BY MICHELE HERMAN | I’ve been thinking about the ’80s lately. I’ve been remembering how mad I was then, and how I swore at strangers on the street. I was mad because I rode my bike in the city every day, and let me tell you — Manhattan in the ’80s may have been on the upswing, but those streets were mean.
I should clarify: The streets themselves were fine. I loved the streets. I loved the rubber on the blacktop, sticking out an arm to signal and leaning in to take a turn. I loved being out there in all weather, going to all corners of the city, usually quicker than the subway. I loved the coasting-with-the-current feel of riding down the surprisingly steep hills of Fifth and Ninth Avenues I loved looking up and finding my little 10-speed self in the seamy razzle-dazzle of Times Square, the center of the universe.
It was just the pedestrians, drivers, motor vehicles and the city’s cockeyed priorities that made me crazy. Pedestrians jaywalked in front of me while giving me dirty looks or yelling at me. Drivers told me I had no business being on their road, and sped up at puddles. Doors opened a crack, hands emerged and cigarette ash or cold coffee tumbled toward my feet. Worse, doors swung wide open without warning. Older men in sedans rolled down their windows to lecture me: The streets are not safe for a young lady like yourself. Cars were mostly small but they stank. Buses snorted out hot clouds of particulates as big and black as ground pepper. Bike racks were nearly nonexistent; theft was a fact of life. Bicyclists got ticketed all the time, but speeding drivers and jaywalkers — never.
I got so mad that I got involved in the movement to improve cycling conditions. I wrote articles and essays about biking and bike design, all aimed at making the city a more bike-friendly place. In the early ’90s I co-wrote the Bicycle Blueprint, Transportation Alternative’s book-length master plan for bringing bicycling into the mainstream in New York City. It was a stirring document, full of hope and exhortation and sensible action plans.
Life on the streets settled down for me in the years since. I learned to count my breaths and not engage. And, as drivers gradually resigned themselves to sharing the road, I experienced far less overt provocation. Cars got less noxious (though unfortunately much bigger). Bus breath switched from a solid to relatively odorless gaseous state. The Hudson River bike path, our very own Northwest Passage, provided a calm and much-needed route from the Lower to the Upper West Side.
And now, with last year’s rollout of Citi Bikes and the ever-expanding network of bike lanes — two of the more revolutionary signatures of the Bloomberg years — the big change is a’coming, the one we cyclists marched for and dreamed of: a relative golden age for bicycling in New York City.
The streets are starting to look like an architect’s rendering of a friendly, green city, complete with flowers in the traffic-calmed intersections and smiling couples riding side by side. (Note: Doing so is dangerous and inconsiderate.) It’s becoming possible to imagine the post-petroleum city we rhapsodized about in the Blueprint.

(Labeled-object pointing entries)

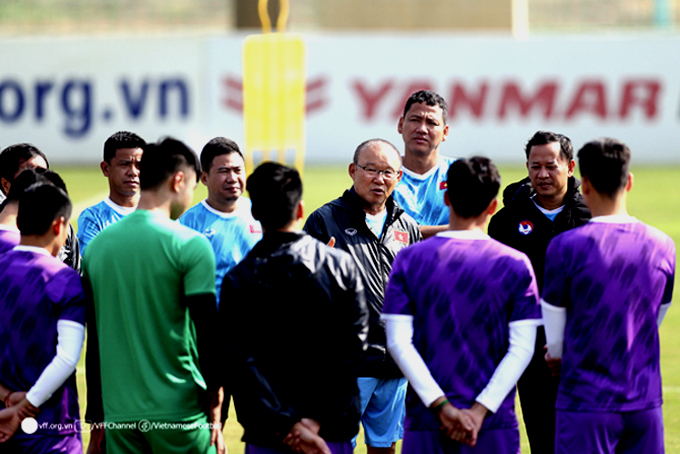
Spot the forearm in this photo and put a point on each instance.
(70, 337)
(555, 322)
(520, 351)
(399, 329)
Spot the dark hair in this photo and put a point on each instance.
(162, 159)
(13, 156)
(40, 205)
(29, 177)
(217, 147)
(429, 98)
(369, 142)
(546, 137)
(606, 164)
(275, 191)
(471, 185)
(121, 139)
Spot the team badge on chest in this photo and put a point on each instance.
(526, 227)
(402, 237)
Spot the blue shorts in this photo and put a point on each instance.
(627, 432)
(383, 408)
(494, 441)
(338, 447)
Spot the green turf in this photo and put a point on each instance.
(655, 199)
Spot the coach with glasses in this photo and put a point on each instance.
(370, 225)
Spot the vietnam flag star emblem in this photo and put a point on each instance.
(402, 237)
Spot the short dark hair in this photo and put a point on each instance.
(40, 205)
(275, 191)
(217, 147)
(429, 98)
(546, 137)
(471, 185)
(121, 139)
(13, 156)
(29, 177)
(162, 159)
(369, 142)
(606, 164)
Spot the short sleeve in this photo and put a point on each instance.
(396, 292)
(87, 228)
(198, 260)
(65, 290)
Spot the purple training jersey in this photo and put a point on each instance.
(37, 290)
(611, 275)
(9, 238)
(462, 292)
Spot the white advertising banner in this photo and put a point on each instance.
(67, 95)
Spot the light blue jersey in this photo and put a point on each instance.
(422, 196)
(232, 235)
(96, 218)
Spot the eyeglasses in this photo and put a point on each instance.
(388, 174)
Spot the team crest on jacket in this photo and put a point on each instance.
(402, 237)
(526, 227)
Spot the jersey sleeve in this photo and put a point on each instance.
(396, 293)
(65, 290)
(198, 260)
(556, 271)
(87, 229)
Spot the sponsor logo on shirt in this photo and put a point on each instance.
(402, 237)
(526, 227)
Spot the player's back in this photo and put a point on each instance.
(612, 275)
(139, 269)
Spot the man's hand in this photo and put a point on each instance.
(10, 418)
(215, 419)
(555, 364)
(303, 437)
(477, 413)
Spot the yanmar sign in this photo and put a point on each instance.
(67, 95)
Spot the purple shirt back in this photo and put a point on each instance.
(612, 278)
(462, 293)
(37, 290)
(8, 239)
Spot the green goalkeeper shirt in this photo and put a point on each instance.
(140, 269)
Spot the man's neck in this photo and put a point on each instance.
(225, 206)
(8, 216)
(124, 201)
(550, 203)
(420, 164)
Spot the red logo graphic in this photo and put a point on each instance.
(526, 227)
(402, 237)
(316, 96)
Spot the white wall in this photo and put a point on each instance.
(67, 95)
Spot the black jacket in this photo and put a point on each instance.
(295, 322)
(524, 227)
(345, 220)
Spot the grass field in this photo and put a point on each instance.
(655, 199)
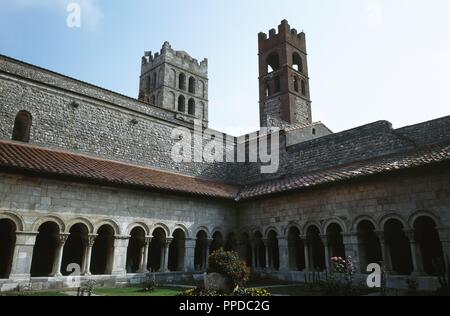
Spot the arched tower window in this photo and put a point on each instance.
(277, 84)
(181, 104)
(182, 82)
(22, 127)
(297, 63)
(192, 85)
(191, 107)
(154, 80)
(273, 62)
(303, 87)
(296, 84)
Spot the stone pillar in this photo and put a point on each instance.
(327, 252)
(253, 246)
(90, 243)
(283, 253)
(57, 261)
(144, 255)
(208, 245)
(120, 255)
(166, 246)
(416, 254)
(306, 247)
(385, 252)
(351, 245)
(444, 236)
(189, 255)
(22, 256)
(267, 255)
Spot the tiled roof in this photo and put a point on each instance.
(59, 163)
(385, 164)
(39, 160)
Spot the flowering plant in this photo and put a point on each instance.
(344, 266)
(228, 264)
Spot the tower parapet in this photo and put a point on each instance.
(175, 80)
(283, 78)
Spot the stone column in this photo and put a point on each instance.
(166, 246)
(351, 246)
(444, 236)
(416, 254)
(306, 252)
(268, 256)
(327, 252)
(144, 255)
(120, 255)
(208, 245)
(385, 251)
(57, 261)
(90, 243)
(189, 255)
(22, 256)
(253, 246)
(283, 254)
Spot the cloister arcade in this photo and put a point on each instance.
(405, 247)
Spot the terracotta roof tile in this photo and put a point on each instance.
(23, 157)
(57, 163)
(385, 164)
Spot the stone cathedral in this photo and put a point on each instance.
(87, 180)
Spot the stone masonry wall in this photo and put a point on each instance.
(33, 199)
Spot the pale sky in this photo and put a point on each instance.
(369, 60)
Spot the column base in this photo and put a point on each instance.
(19, 277)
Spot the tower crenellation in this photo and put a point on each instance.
(283, 77)
(174, 80)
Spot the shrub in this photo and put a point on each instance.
(201, 291)
(150, 284)
(229, 265)
(251, 292)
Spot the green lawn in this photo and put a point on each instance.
(137, 291)
(38, 293)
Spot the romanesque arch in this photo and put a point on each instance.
(103, 251)
(217, 242)
(397, 244)
(53, 219)
(429, 250)
(335, 240)
(177, 250)
(316, 249)
(135, 248)
(81, 220)
(75, 248)
(246, 251)
(111, 223)
(44, 250)
(156, 250)
(141, 225)
(8, 230)
(369, 247)
(259, 251)
(22, 127)
(295, 250)
(201, 250)
(273, 250)
(231, 243)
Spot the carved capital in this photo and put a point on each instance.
(62, 238)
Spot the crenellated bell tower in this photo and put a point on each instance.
(283, 78)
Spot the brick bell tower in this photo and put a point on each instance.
(283, 78)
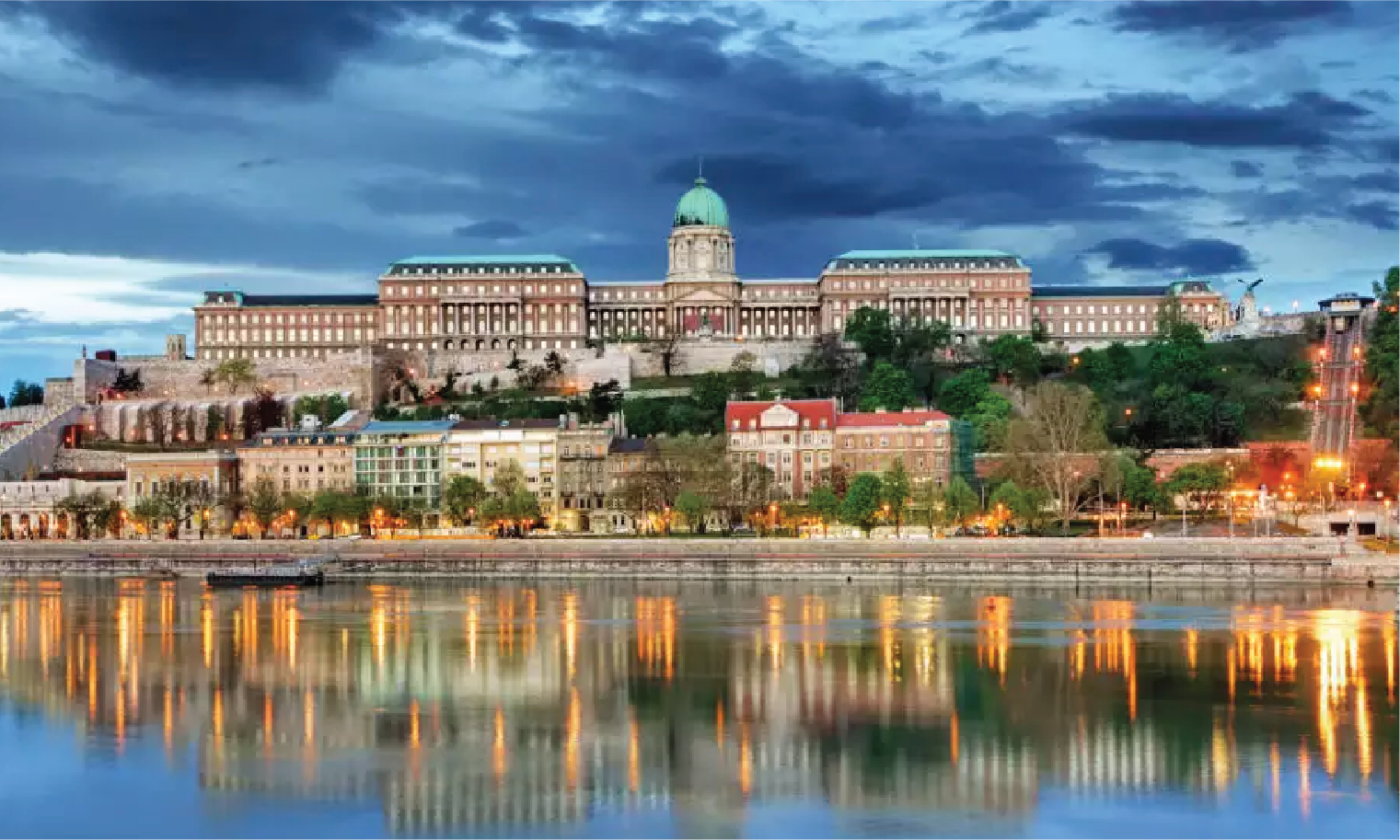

→ **Given problem 1**
According to the cycling essay, what did the writer co-write in the early '90s?
→ **Given problem 2**
List every row that contains the string "sleeve", matching case exactly.

→ **Complete response 1**
The Bicycle Blueprint, Transportation Alternative's book-length master plan for bringing bicycling into the mainstream in New York City.

→ **Complete response 2**
Spot the short sleeve in this photo and put a point on each instance.
Spot the jersey sleeve in this photo and put a point on each instance.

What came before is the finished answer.